En décembre 2018, une trêve des combats a été décrétée, grâce à l'accord de Stockholm, pour la province d'Hodeida, port vital du pays sur la Mer Rouge. Mais des combats se poursuivent et il y a encore quelques jours, la Haut-Commissaire aux droits de l'Homme de l'ONU a dénoncé le lourd tribut payé chaque jour par les enfants : "Depuis l'accord de Stockholm du 13 décembre, on estime que huit enfants sont tués ou blessés quotidiennement au Yémen", a déclaré Michelle Bachelet. Quelque 80% de la population, soit 24 millions de personnes, ont besoin d'assistance, d'après l'ONU. Les 2/3 des régions du pays sont en situation de pré famine.

Publicité

Et il y a déjà près d'un an, lors d' une conférence de donateurs, le secrétaire-général de l'ONU, Antonio Guterres, avait insisté sur le fait que le Yémen connaissait "actuellement la pire crise humanitaire dans le monde" et que l'ONU avait besoin, pour ses programmes d'urgence dans ce pays, de 2,4 milliards d'euros. Retour sur les moments importants qui ont structuré le conflit.
_ _ _ _ _
**CONSIGNE DONNÉE A**
Réponds à ces questions sur l'extrait consacré au Yémen :
(i) Quelle province est visée par la trêve décrétée en décembre 2018 ?
(ii) Selon l'ONU, quelle part de la population a besoin d'assistance ?
(iii) De quelle somme l'ONU avait-elle besoin pour ses programmes d'urgence dans ce pays ?
**CONSIGNE DONNÉE B**
Renvoie chaque ligne de la liste qui contient le mot "food".
L'extrait et la liste sont deux documents sans lien entre eux.
_ _ _ _ _
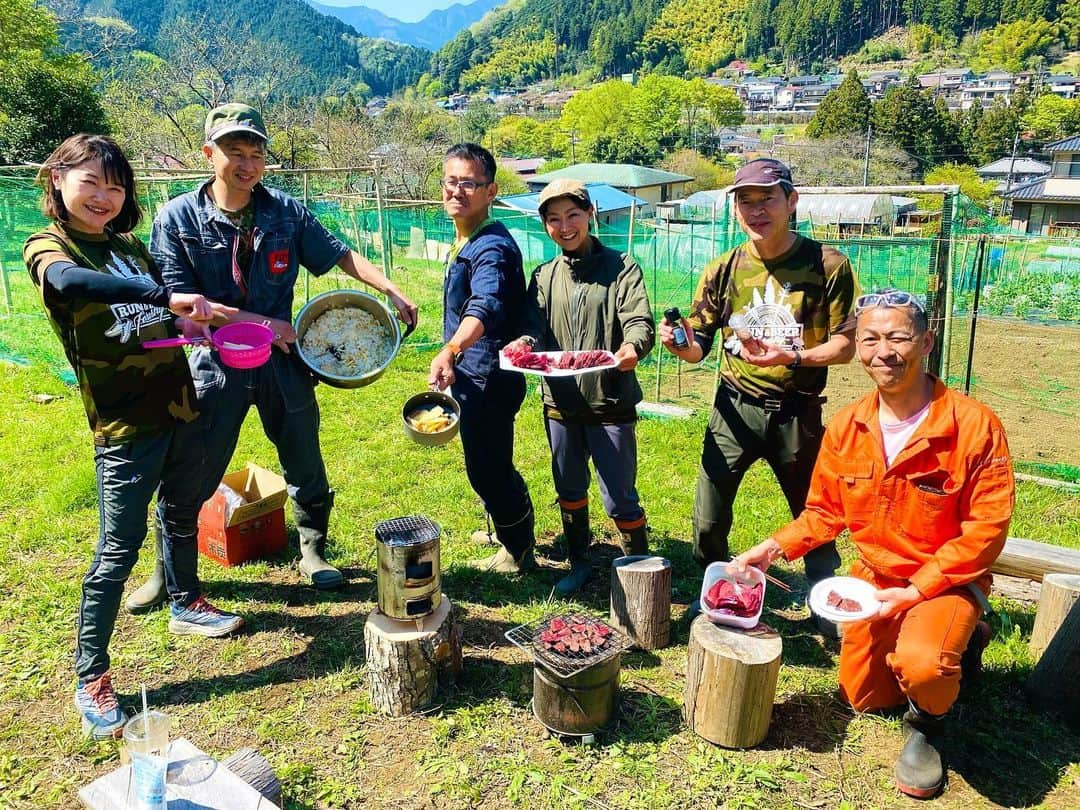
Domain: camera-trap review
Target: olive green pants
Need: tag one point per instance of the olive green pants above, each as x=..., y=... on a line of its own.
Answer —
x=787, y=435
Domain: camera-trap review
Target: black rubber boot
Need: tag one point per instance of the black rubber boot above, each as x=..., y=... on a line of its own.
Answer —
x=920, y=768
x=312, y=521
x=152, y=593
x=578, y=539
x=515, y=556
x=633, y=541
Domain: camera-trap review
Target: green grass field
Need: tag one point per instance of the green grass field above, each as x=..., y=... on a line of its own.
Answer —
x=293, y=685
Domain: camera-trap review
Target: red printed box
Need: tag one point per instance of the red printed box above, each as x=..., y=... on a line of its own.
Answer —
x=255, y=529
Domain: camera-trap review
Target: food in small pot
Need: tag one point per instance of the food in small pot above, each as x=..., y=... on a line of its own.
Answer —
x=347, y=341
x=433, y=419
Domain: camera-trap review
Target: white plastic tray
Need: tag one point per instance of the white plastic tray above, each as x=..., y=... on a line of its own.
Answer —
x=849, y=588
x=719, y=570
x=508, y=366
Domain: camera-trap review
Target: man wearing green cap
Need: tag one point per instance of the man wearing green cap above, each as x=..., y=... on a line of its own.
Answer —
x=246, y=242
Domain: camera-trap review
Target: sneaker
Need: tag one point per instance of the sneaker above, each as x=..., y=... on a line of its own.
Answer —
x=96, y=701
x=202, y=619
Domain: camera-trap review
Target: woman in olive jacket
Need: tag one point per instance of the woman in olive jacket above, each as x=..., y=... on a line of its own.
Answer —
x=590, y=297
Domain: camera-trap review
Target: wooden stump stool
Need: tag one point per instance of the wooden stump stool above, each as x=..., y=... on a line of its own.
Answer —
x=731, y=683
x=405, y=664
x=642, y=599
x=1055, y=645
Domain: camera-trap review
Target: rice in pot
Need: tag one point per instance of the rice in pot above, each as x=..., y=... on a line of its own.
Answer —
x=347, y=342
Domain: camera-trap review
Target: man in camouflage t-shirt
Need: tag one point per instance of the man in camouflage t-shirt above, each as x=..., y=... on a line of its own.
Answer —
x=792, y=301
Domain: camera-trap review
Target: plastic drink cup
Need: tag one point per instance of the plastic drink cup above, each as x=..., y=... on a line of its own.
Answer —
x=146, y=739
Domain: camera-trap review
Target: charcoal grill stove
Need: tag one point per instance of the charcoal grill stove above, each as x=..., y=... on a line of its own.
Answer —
_ _ _ _ _
**RÉPONSE COMPLÈTE A**
(i) La province d'Hodeida.
(ii) Environ 80 % de la population, soit 24 millions de personnes.
(iii) 2,4 milliards d'euros.

**RÉPONSE COMPLÈTE B**
Target: food in small pot
Need: tag one point per instance of the food in small pot above, each as x=..., y=... on a line of its own.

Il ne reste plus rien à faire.